# Kutipan Terpilih
Anyoek menjalani hidup dalam keterbatasan. Terbatas karena kondisi alam dan sistem penjajahan, yang memiskinkan rakyat secara struktural. Karena keterbatasan itulah, dia menggali potensi pada dirinya untuk bekerja keras. Tak banyak pilihan tersedia. Karenanya, apapun pekerjaan, bakal dilakoninya.

Anyoek bertemu istrinya, Junnah Ismail pada 1938. Junnah dari Kabupaten Sambas. Ayahnya seorang serdadu. Ketika bertugas ke Putussibau, dia membawa anaknya. Di Putusibau itulah, Junnah dan Anyoek bertemu. Mereka melangsungkan perkawinan pada Agustus 1940.

“Yang diingat dengan sosok orang tua adalah mengajarkan melalui prilaku. Misalnya kita diajak pergi ke ladang atau ke hutan, kita mesti bisa menyelesaikan pekerjaan yang diberikan,” kata Akil. Anyoek biasa dipanggil uwak oleh anaknya.

Akil masih mengingat hal itu. Suatu ketika, ia masih terlelap. Orang tua membangunkan untuk membantu menangkap ikan. Caranya? Dengan menyebar jaring ikan di sungai. Orang menyebutnya pukat. Akil mengemudikan sampan di belakang. Anak yang hidup di sungai, secara alamiah bisa bersampan. Anyoek memasang pukat di depan perahu yang terus berjalan pelan. Pada saat memasang jaring, biasanya mengikuti aliran arus sungai. Jaring ikut arus sungai, tapi diberi pelampung. Begitu balik mereka harus melawan arus sungai.

Namanya juga masih SD, apalagi pada tengah malam, tentu rasa kantuk menghinggap. Sehingga cara mengemudikan sampan tidak lurus dan berbelok ke sana kemari. Ketika perahu tidak berjalan lurus, memasang jaring menjadi susah.

# Tugas untuk Diselesaikan
• A. Ringkas paragraf kutipan yang diawali "Anyoek bertemu istrinya" menjadi lebih singkat, dengan tetap mempertahankan fakta utamanya.
• B. Menurut kutipan, apa sebutan orang untuk jaring ikan yang disebar di sungai?
• C. Salin bagian kutipan yang dimulai pada "Akil masih mengingat" dan berakhir pada "jaring menjadi susah.".
Baris-baris data setelah ini tidak diperlukan.

# Data Hasil Ekstraksi

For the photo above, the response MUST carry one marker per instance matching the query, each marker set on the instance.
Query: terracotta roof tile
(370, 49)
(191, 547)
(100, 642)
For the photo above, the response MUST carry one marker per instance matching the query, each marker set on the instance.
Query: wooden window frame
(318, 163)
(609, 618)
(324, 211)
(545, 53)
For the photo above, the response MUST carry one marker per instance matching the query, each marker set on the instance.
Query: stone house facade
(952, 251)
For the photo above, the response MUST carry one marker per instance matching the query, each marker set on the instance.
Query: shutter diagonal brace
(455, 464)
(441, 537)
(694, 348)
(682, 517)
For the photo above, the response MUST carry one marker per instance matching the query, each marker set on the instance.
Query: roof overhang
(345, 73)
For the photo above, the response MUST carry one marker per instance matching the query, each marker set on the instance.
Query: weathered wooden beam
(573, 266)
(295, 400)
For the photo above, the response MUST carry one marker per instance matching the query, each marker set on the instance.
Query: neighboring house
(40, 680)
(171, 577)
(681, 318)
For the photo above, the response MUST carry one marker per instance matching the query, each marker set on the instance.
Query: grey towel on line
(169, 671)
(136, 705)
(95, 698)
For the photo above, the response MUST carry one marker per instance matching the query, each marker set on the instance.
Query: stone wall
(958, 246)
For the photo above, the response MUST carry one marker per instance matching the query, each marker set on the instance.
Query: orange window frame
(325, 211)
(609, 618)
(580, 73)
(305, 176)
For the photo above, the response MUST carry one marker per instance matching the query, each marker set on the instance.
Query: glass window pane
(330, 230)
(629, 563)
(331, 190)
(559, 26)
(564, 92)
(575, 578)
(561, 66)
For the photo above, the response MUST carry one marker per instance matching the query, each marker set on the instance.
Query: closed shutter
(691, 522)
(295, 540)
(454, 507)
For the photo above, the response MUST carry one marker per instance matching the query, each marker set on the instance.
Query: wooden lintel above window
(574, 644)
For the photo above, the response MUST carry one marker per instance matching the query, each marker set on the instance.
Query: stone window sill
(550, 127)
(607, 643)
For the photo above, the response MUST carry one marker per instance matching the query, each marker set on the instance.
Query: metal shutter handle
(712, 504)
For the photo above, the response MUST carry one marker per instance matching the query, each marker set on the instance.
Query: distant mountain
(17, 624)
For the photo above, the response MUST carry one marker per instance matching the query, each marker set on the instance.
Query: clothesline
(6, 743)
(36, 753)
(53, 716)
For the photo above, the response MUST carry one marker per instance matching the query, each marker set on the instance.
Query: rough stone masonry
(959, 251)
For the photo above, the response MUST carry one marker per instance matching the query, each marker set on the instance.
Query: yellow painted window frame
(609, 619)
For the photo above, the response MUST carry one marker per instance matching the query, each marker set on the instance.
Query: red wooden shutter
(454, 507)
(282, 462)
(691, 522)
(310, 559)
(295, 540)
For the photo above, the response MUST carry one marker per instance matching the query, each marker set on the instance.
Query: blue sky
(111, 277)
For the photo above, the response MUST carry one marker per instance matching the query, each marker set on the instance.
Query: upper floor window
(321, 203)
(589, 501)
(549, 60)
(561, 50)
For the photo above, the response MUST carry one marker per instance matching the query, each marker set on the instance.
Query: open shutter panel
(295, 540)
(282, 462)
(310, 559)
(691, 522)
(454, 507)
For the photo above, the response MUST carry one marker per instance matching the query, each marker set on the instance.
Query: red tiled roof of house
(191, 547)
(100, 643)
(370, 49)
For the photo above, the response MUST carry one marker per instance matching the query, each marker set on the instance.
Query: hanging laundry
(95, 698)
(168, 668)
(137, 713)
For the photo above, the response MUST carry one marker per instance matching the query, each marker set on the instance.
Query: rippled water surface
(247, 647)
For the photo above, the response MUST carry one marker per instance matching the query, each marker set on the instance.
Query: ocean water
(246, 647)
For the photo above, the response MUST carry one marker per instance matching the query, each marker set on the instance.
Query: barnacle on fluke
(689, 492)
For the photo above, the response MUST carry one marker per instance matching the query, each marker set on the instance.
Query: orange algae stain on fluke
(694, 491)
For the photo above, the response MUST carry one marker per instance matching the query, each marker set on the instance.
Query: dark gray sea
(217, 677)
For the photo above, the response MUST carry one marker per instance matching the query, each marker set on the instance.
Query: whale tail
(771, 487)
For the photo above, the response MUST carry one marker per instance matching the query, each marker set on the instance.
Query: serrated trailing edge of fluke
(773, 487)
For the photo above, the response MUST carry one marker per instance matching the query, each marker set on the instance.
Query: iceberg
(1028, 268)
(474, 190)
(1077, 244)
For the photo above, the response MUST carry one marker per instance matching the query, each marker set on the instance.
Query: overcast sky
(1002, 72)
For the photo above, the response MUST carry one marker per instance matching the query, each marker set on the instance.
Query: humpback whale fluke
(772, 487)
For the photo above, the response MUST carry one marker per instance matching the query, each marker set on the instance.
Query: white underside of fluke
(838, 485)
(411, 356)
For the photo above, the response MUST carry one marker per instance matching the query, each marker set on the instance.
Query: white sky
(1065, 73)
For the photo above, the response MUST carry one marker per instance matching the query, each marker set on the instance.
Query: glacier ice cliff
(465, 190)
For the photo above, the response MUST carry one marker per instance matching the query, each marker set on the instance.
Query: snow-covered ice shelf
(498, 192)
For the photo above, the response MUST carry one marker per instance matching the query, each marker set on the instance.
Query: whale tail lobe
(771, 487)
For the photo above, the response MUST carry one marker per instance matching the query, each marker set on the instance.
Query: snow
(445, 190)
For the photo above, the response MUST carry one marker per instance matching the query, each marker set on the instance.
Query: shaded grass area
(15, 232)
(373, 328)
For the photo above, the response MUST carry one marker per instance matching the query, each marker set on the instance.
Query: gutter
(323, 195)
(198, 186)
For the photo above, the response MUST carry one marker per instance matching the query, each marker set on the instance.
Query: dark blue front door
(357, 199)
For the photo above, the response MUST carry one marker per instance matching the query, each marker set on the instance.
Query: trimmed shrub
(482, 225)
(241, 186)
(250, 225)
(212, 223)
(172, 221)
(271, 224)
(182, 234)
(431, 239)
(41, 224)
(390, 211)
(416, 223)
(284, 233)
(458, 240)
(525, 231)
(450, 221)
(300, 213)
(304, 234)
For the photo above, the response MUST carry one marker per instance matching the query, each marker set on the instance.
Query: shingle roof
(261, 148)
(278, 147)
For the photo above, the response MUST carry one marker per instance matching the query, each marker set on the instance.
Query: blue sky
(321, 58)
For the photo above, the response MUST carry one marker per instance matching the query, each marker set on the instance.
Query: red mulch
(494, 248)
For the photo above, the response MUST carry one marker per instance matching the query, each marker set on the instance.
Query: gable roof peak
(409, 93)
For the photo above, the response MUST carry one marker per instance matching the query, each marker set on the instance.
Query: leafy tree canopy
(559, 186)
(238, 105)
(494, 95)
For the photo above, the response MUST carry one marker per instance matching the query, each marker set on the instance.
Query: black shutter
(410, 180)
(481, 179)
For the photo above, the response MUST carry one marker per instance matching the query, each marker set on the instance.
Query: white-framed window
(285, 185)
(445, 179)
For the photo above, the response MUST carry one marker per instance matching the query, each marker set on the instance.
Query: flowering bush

# Jawaban Setiap Tugas
• A. Anyoek bertemu Junnah Ismail pada 1938 di Putussibau. Junnah berasal dari Kabupaten Sambas dan dibawa ke sana oleh ayahnya, seorang serdadu. Mereka menikah pada Agustus 1940.

• B. Pukat.

• C.
Akil masih mengingat hal itu. Suatu ketika, ia masih terlelap. Orang tua membangunkan untuk membantu menangkap ikan. Caranya? Dengan menyebar jaring ikan di sungai. Orang menyebutnya pukat. Akil mengemudikan sampan di belakang. Anak yang hidup di sungai, secara alamiah bisa bersampan. Anyoek memasang pukat di depan perahu yang terus berjalan pelan. Pada saat memasang jaring, biasanya mengikuti aliran arus sungai. Jaring ikut arus sungai, tapi diberi pelampung. Begitu balik mereka harus melawan arus sungai.

Namanya juga masih SD, apalagi pada tengah malam, tentu rasa kantuk menghinggap. Sehingga cara mengemudikan sampan tidak lurus dan berbelok ke sana kemari. Ketika perahu tidak berjalan lurus, memasang jaring menjadi susah.